DIRECTIONS: Pull each line with the string "face" from the entries.

*** INFORMATION SUPPLIED Section Begins ***

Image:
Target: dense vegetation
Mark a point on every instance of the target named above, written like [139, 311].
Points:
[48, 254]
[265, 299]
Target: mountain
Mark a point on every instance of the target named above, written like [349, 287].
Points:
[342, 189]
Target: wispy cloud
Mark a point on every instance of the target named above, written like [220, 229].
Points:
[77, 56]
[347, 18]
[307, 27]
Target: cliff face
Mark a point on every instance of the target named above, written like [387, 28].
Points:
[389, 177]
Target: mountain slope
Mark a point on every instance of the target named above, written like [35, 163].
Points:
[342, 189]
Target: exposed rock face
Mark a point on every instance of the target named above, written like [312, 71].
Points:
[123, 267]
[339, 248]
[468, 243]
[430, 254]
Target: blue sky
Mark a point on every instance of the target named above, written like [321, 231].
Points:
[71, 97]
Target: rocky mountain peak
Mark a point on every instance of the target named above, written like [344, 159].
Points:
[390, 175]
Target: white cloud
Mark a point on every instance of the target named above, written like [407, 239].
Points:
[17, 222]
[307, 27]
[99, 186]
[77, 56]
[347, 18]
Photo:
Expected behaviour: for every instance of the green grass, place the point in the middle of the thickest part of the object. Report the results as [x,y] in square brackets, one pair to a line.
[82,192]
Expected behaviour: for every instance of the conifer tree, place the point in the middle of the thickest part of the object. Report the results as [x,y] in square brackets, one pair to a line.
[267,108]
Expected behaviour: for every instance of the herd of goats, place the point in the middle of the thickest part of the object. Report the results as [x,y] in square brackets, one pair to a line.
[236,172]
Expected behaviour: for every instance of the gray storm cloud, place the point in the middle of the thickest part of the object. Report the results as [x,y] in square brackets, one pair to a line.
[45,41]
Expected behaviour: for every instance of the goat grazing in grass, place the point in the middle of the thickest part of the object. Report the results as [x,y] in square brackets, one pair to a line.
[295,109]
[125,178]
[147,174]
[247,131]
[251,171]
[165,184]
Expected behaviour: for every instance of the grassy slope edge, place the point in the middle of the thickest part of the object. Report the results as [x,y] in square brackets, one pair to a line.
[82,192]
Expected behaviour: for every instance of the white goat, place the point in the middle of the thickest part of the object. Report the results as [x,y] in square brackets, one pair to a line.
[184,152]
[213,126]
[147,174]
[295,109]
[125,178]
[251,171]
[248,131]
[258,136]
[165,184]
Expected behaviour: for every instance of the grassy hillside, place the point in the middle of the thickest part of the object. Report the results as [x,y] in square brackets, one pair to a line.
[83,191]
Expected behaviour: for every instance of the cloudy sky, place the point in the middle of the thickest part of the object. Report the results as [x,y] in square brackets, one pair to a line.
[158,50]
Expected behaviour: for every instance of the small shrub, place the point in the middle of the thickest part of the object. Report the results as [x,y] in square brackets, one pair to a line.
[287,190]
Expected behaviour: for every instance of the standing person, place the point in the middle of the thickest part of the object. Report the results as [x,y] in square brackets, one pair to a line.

*** INFORMATION SUPPLIED Section Ends ***

RESULT FOR THIS TASK:
Target: cliff face
Target: exposed rock face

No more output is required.